_To do_.
Can you quote exactly the stretch of lines from the one with "For the benchmark, annotate every instance of the steep" through the final line of the material, both ends included?

_Extracted information_.

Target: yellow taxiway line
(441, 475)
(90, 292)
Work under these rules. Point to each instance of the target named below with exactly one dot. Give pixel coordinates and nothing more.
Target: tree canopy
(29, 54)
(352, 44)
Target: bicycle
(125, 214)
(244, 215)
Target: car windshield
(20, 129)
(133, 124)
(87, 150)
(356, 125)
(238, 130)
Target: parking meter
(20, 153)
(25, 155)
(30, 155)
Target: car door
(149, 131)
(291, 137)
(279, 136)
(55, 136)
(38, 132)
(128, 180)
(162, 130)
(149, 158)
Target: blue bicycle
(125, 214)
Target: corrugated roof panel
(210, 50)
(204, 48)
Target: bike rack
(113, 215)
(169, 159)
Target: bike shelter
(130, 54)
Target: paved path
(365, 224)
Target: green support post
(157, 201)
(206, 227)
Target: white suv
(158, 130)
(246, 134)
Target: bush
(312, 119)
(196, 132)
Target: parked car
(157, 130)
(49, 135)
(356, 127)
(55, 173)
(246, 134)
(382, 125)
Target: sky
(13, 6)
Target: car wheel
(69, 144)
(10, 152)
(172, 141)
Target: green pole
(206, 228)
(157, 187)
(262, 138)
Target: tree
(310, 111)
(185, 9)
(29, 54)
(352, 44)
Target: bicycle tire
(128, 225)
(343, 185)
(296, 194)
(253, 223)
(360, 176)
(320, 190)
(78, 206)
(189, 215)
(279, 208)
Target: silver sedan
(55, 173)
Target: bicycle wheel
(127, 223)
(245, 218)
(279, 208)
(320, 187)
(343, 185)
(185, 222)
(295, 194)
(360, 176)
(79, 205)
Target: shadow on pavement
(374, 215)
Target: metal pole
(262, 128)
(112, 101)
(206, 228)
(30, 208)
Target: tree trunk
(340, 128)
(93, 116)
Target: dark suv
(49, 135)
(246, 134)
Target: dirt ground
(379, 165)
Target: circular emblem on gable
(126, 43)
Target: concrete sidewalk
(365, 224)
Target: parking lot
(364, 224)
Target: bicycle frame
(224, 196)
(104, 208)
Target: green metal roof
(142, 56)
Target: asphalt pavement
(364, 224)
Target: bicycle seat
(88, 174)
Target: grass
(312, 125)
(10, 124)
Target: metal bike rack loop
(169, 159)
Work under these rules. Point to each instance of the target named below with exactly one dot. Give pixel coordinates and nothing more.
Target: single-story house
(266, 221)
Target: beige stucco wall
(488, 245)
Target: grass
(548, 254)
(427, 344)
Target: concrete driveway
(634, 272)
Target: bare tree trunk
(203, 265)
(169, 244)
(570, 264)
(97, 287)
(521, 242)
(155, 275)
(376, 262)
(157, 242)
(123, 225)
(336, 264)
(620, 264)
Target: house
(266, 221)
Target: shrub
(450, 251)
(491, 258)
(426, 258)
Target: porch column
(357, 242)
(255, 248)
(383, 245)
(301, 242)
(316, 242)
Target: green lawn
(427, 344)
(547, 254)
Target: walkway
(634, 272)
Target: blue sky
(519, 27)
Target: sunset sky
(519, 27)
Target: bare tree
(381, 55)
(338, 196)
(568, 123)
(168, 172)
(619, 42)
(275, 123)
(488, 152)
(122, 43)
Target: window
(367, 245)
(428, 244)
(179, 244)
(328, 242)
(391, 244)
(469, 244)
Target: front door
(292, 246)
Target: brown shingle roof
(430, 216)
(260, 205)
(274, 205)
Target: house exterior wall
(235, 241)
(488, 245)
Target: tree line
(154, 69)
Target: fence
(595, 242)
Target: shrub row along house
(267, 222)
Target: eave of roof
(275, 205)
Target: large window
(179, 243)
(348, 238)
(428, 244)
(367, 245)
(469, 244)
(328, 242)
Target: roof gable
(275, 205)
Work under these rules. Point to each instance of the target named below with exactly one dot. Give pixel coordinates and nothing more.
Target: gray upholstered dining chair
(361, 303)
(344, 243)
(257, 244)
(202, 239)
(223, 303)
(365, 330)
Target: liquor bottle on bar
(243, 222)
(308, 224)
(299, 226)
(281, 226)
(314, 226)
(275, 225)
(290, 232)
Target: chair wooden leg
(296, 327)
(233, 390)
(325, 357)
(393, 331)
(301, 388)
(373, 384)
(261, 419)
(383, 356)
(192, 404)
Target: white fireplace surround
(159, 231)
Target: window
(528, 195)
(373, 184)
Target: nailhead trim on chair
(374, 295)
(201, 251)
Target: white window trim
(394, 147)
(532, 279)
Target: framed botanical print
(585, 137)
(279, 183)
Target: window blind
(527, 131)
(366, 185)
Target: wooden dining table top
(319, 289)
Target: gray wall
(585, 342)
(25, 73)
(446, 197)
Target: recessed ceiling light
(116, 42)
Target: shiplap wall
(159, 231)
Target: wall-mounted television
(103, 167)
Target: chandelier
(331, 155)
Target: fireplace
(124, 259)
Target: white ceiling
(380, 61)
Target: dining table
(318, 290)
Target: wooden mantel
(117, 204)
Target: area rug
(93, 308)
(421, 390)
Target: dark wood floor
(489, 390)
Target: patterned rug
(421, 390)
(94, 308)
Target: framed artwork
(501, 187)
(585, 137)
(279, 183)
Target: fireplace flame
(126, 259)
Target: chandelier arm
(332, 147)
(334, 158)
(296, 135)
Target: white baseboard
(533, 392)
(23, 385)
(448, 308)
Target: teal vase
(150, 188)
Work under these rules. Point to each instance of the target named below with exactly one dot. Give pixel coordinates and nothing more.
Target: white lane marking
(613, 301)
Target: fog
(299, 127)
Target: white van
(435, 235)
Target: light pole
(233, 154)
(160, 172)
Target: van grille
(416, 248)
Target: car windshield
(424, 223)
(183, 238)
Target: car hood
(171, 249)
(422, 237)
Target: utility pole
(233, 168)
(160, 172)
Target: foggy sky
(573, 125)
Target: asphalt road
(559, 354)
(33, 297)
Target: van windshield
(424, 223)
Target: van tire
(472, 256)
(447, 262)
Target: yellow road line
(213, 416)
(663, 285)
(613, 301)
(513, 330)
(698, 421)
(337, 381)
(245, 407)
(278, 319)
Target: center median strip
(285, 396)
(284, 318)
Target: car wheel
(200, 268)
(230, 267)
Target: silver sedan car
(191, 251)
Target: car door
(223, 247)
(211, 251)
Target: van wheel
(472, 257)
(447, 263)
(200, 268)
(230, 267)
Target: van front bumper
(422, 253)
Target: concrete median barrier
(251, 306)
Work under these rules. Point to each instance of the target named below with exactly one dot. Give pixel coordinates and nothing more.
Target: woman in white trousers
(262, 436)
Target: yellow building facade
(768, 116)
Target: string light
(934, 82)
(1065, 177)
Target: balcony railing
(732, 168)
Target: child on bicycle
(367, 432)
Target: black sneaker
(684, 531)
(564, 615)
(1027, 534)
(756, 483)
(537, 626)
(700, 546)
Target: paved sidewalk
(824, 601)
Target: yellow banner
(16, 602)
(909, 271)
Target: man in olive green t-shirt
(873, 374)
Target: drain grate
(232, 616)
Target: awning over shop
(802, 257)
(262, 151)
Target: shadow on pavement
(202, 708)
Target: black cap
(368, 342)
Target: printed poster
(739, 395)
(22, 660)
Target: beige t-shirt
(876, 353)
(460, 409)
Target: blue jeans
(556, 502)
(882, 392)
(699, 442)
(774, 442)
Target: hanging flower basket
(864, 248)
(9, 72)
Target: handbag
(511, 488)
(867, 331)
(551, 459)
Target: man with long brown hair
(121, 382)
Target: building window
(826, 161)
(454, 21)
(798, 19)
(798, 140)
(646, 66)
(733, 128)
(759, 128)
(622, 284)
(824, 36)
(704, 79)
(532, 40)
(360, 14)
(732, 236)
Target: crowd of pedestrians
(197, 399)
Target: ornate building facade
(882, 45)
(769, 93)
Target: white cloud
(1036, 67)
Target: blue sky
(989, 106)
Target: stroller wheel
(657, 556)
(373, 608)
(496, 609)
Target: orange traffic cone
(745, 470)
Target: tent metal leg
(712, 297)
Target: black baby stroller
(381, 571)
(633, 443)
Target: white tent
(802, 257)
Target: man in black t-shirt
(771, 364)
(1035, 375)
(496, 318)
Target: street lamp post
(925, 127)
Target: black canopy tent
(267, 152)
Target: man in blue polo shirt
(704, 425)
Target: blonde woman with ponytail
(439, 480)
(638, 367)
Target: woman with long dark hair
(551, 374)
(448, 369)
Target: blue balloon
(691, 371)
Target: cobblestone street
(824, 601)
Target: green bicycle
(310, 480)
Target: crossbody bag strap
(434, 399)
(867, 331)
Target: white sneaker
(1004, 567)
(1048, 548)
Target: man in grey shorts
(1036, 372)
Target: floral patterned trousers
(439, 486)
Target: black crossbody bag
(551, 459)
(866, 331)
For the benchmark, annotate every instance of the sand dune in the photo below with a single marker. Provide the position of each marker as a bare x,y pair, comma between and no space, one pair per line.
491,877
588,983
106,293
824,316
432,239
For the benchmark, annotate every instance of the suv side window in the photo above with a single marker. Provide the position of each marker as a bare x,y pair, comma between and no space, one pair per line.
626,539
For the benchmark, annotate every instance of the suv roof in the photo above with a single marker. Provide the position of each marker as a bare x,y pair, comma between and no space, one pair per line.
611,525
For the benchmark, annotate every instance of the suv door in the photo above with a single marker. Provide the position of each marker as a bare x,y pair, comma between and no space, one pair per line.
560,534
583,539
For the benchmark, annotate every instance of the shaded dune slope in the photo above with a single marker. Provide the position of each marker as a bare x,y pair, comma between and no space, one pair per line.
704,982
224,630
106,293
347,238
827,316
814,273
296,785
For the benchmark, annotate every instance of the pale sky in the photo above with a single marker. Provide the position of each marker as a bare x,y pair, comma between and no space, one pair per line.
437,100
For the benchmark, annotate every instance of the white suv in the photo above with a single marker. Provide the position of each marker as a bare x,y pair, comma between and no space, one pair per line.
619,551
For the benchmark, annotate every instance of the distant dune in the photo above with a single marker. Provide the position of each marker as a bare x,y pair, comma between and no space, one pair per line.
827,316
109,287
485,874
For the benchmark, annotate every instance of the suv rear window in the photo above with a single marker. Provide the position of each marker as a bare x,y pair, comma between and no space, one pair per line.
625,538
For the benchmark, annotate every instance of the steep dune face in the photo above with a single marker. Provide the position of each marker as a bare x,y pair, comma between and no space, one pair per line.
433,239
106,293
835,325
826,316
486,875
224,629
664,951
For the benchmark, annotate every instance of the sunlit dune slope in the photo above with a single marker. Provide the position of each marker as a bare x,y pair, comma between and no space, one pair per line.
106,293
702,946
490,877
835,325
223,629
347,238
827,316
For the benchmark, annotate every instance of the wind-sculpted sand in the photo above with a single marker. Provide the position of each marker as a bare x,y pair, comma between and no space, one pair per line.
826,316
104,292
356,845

_Response to this task_.
For the benchmark, annotate every instance of the steep dune face in the photo above with a single marker. Provide the position of each marker as a bare x,y pair, comma between and no space, one pair per line.
433,239
106,293
835,325
826,316
486,875
224,629
664,951
For the benchmark, annotate every instance of the sunlit dune slope in the photo above with a single marker. Provide the position of each marker as a bare x,y pair, comma between and no space, one pair per line.
106,293
702,946
490,877
835,325
223,629
347,238
827,316
For the benchmark, annotate every instance of the wind-sculpted sand in the photo above with a single marker. Provide the position of each marker as a bare x,y pair, comma between and no space, one pair per line.
826,316
104,292
356,845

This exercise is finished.